§ WHAT YOU HAVE TO DO
Reproduce every one of the records below verbatim, omitting the pictures.

Records:
---

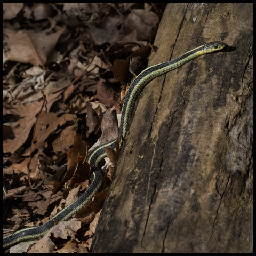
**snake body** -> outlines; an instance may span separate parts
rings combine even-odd
[[[214,41],[197,47],[181,56],[159,64],[151,66],[140,73],[129,87],[123,106],[119,128],[119,146],[123,143],[126,134],[136,100],[144,87],[155,77],[175,69],[190,60],[208,53],[219,51],[225,46],[220,41]],[[7,248],[22,241],[39,239],[45,234],[55,223],[69,219],[87,204],[99,191],[103,183],[100,171],[101,162],[106,157],[105,148],[114,150],[116,140],[102,145],[94,149],[87,157],[88,163],[92,166],[91,183],[89,188],[76,201],[67,205],[45,223],[37,227],[25,228],[3,237],[3,247]]]

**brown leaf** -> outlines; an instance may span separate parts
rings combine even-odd
[[[30,63],[35,66],[45,64],[47,57],[53,50],[59,37],[66,27],[50,35],[47,31],[34,32],[20,30],[15,32],[6,29],[4,32],[9,37],[8,45],[10,60],[21,63]]]
[[[36,122],[36,115],[40,110],[42,102],[29,106],[24,106],[21,103],[19,103],[12,109],[6,110],[8,114],[16,117],[19,126],[12,129],[14,138],[12,136],[12,138],[3,141],[4,152],[14,153],[26,141],[31,128]]]
[[[115,105],[117,97],[114,90],[107,86],[105,83],[105,80],[100,78],[97,84],[97,94],[95,98],[98,99],[100,103],[111,107]]]
[[[71,149],[68,149],[67,151],[68,157],[68,167],[67,168],[67,173],[64,177],[62,182],[65,182],[70,179],[73,175],[76,169],[77,166],[77,157],[78,153],[81,156],[87,155],[87,149],[84,146],[80,135],[76,132],[76,134],[74,137],[74,145]]]
[[[103,116],[101,124],[100,144],[115,140],[118,136],[118,124],[116,110],[108,109]]]
[[[23,3],[3,3],[3,19],[10,20],[15,18],[23,5]]]

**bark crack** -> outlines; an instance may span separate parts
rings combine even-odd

---

§ FINAL RESULT
**snake body** -> outlines; an instance may span separate parts
rings combine even-odd
[[[214,41],[197,47],[181,56],[159,64],[151,66],[140,73],[129,87],[123,106],[119,128],[119,146],[123,143],[126,134],[136,100],[144,87],[155,77],[175,69],[190,60],[208,53],[219,51],[225,46],[220,41]],[[7,248],[22,241],[39,239],[45,234],[55,223],[69,219],[87,204],[99,191],[103,183],[100,171],[101,162],[106,157],[105,148],[114,150],[116,140],[102,145],[94,149],[87,157],[88,163],[92,166],[91,183],[89,188],[76,201],[67,205],[45,223],[37,227],[25,228],[3,237],[3,247]]]

**brown leaf** -> outlines; an instance may span separate parts
rings combine even-odd
[[[30,63],[35,66],[45,64],[47,57],[53,50],[59,37],[66,27],[50,35],[47,31],[34,32],[20,30],[15,32],[6,29],[4,32],[9,37],[8,45],[10,60],[21,63]]]
[[[36,122],[36,115],[40,110],[42,102],[29,106],[24,106],[21,103],[19,103],[12,109],[6,110],[8,114],[16,117],[19,126],[12,129],[14,138],[12,136],[12,138],[3,141],[4,152],[14,153],[26,141],[31,128]]]
[[[115,105],[117,97],[114,90],[107,86],[105,83],[105,80],[100,78],[97,84],[97,94],[95,98],[98,99],[100,103],[111,107]]]
[[[71,149],[68,149],[67,151],[68,157],[68,167],[67,168],[67,173],[64,177],[62,182],[65,182],[70,179],[73,175],[76,169],[77,166],[77,157],[78,153],[81,156],[87,155],[87,149],[84,146],[80,135],[76,132],[76,134],[74,137],[74,145]]]
[[[103,116],[101,124],[100,144],[115,140],[118,136],[118,124],[116,110],[108,109]]]
[[[23,3],[3,3],[3,19],[10,20],[15,18],[23,5]]]

**bark crack** -> outlines; an instance may span separate parts
rings combine even-odd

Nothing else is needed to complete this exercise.